# Instructions:
1) Please transcribe the domestic violence article below word for word, between "DENVER (CBS4) - Some" and "her friend didn't.", inclusive.
2) In the domestic violence article below, who is named as the lead sponsor of the bill to create a statewide review board?
3) Name every person whose spoken words are directly quoted in the domestic violence article below.

# Source passage:
DENVER (CBS4) - Some state lawmakers think there are missed opportunities to save victims of domestic violence in Colorado and they want to change that.

There were nearly 40 deaths related to domestic violence last year alone. In a Senate committee hearing that took place on Monday survivors asked lawmakers to step in with a statewide fatality review board aimed at learning from domestic violence deaths so they can be prevented.

Jenn Doe went to the state Capitol on Monday carrying with her a picture of her best friend from grade school -- and a chilling memory of how she died. Ten years ago Doe's estranged husband repeatedly stabbed both women. Doe survived, but her friend didn't.

Jenn Doe
Jenn Doe (left) (credit: CBS)

"She really was there to protect me and I don't know if she had not been there if I would have lived through that incident," Doe said.

Doe was among those testifying in favor of a bill that would create a statewide domestic violence review board. Sen. Lucia Guzman, D-Denver, is the lead sponsor of the bill aimed at learning from tragedies like Doe's.

"We want to save lives. We want to be able to get to these situations prior to someone dying," Guzman said.

The board would bring together experts from various fields, including prosecutors, to study cases in confidence and look for missed opportunities to intervene.

"It's an open dialogue, presumably, on closed cases that had horrible results … and what can we all do in terms of looking in the mirror and saying, 'What can we do better?'" Tom Raynes with the Colorado District Attorneys' Council said.

"It's not about pointing fingers, it's not about finding fault at all," Doralee Larson with the Denver Domestic Violence Review Board said. "It's about, 'What can we do better to prevent these deaths?'"

# Record set:
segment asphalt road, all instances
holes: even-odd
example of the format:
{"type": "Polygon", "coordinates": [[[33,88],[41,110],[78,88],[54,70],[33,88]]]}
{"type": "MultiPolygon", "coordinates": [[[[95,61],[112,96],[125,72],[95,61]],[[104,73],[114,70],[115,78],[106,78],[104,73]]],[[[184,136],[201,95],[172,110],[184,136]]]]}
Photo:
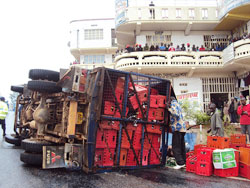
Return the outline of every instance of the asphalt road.
{"type": "MultiPolygon", "coordinates": [[[[12,132],[13,113],[7,119],[7,133],[12,132]]],[[[0,131],[2,135],[2,130],[0,131]]],[[[205,177],[184,170],[158,168],[88,175],[67,169],[42,170],[19,160],[22,150],[0,138],[0,188],[249,188],[250,181],[205,177]]]]}

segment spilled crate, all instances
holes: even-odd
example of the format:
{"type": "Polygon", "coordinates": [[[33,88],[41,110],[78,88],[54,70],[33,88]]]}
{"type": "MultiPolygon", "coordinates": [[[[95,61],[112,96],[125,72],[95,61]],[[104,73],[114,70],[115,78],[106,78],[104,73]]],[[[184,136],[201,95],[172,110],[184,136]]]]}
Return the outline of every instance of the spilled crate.
{"type": "Polygon", "coordinates": [[[165,164],[166,104],[175,96],[169,80],[98,68],[91,73],[88,96],[84,171],[165,164]]]}

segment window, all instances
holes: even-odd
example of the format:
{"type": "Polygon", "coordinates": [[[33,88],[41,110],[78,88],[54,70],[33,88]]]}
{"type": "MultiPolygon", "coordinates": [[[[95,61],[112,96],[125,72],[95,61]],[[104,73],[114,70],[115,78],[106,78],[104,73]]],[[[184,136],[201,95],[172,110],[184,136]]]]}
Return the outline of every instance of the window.
{"type": "Polygon", "coordinates": [[[140,8],[138,9],[138,19],[139,20],[141,19],[141,9],[140,8]]]}
{"type": "Polygon", "coordinates": [[[208,11],[207,11],[207,9],[202,9],[201,10],[201,16],[202,16],[202,19],[207,19],[208,18],[208,11]]]}
{"type": "Polygon", "coordinates": [[[103,29],[85,29],[84,39],[85,40],[102,40],[103,29]]]}
{"type": "Polygon", "coordinates": [[[215,10],[215,17],[218,18],[218,9],[215,10]]]}
{"type": "Polygon", "coordinates": [[[162,9],[161,14],[162,18],[168,18],[168,9],[162,9]]]}
{"type": "Polygon", "coordinates": [[[187,83],[180,83],[179,86],[187,86],[187,83]]]}
{"type": "Polygon", "coordinates": [[[91,64],[91,63],[104,63],[105,57],[104,55],[85,55],[84,56],[84,63],[91,64]]]}
{"type": "Polygon", "coordinates": [[[176,18],[181,18],[181,9],[180,8],[176,9],[176,18]]]}
{"type": "Polygon", "coordinates": [[[194,9],[189,9],[188,10],[188,15],[189,15],[190,18],[194,18],[195,17],[194,9]]]}
{"type": "Polygon", "coordinates": [[[181,90],[181,93],[187,93],[188,90],[181,90]]]}

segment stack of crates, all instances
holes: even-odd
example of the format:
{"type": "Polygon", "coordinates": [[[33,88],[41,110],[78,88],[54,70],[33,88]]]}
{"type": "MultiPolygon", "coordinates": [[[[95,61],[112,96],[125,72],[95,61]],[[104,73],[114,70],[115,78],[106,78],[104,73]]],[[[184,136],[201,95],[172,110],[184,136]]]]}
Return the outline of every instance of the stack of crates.
{"type": "Polygon", "coordinates": [[[221,136],[207,136],[207,146],[216,149],[229,148],[230,139],[221,136]]]}
{"type": "Polygon", "coordinates": [[[240,147],[240,163],[239,174],[240,176],[250,179],[250,148],[240,147]]]}
{"type": "MultiPolygon", "coordinates": [[[[160,165],[162,128],[166,124],[166,94],[170,95],[170,82],[145,76],[148,81],[132,84],[131,77],[121,71],[114,71],[109,76],[105,73],[94,166],[134,168],[160,165]]],[[[142,75],[140,78],[145,79],[142,75]]]]}
{"type": "Polygon", "coordinates": [[[240,147],[246,146],[245,134],[233,134],[230,136],[230,148],[239,150],[240,147]]]}
{"type": "Polygon", "coordinates": [[[196,174],[211,176],[213,174],[213,148],[200,147],[197,150],[196,174]]]}
{"type": "Polygon", "coordinates": [[[228,169],[214,169],[214,175],[220,177],[237,177],[239,175],[239,151],[234,151],[236,167],[228,169]]]}

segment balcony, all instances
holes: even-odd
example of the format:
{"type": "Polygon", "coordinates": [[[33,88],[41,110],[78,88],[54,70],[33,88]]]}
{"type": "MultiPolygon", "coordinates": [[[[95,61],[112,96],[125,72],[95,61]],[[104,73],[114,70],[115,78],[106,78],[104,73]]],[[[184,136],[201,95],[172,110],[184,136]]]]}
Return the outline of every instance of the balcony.
{"type": "Polygon", "coordinates": [[[222,52],[132,52],[115,58],[116,69],[150,73],[207,72],[223,67],[222,52]]]}
{"type": "Polygon", "coordinates": [[[223,52],[142,51],[119,55],[116,69],[145,74],[224,74],[250,71],[250,39],[232,43],[223,52]]]}

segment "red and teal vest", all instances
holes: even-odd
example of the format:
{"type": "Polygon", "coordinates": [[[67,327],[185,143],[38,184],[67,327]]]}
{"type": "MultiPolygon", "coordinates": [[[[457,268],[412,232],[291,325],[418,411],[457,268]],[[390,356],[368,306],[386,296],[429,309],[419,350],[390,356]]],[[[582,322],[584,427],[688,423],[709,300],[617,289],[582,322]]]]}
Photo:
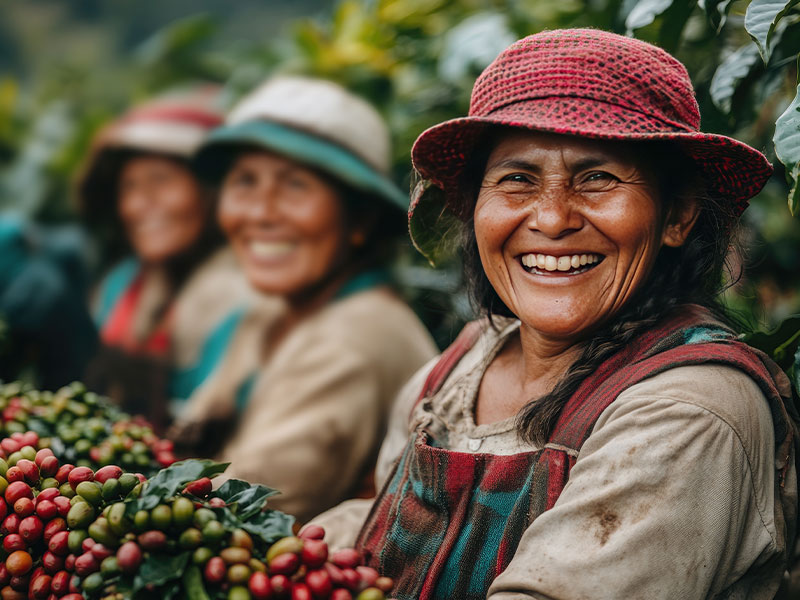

# Problem solutions:
1)
DENVER (CBS4) - Some state lawmakers think there are missed opportunities to save victims of domestic violence in Colorado and they want to change that.

There were nearly 40 deaths related to domestic violence last year alone. In a Senate committee hearing that took place on Monday survivors asked lawmakers to step in with a statewide fatality review board aimed at learning from domestic violence deaths so they can be prevented.

Jenn Doe went to the state Capitol on Monday carrying with her a picture of her best friend from grade school -- and a chilling memory of how she died. Ten years ago Doe's estranged husband repeatedly stabbed both women. Doe survived, but her friend didn't.

2) Sen. Lucia Guzman, D-Denver.

3) Jenn Doe, Lucia Guzman, Tom Raynes, Doralee Larson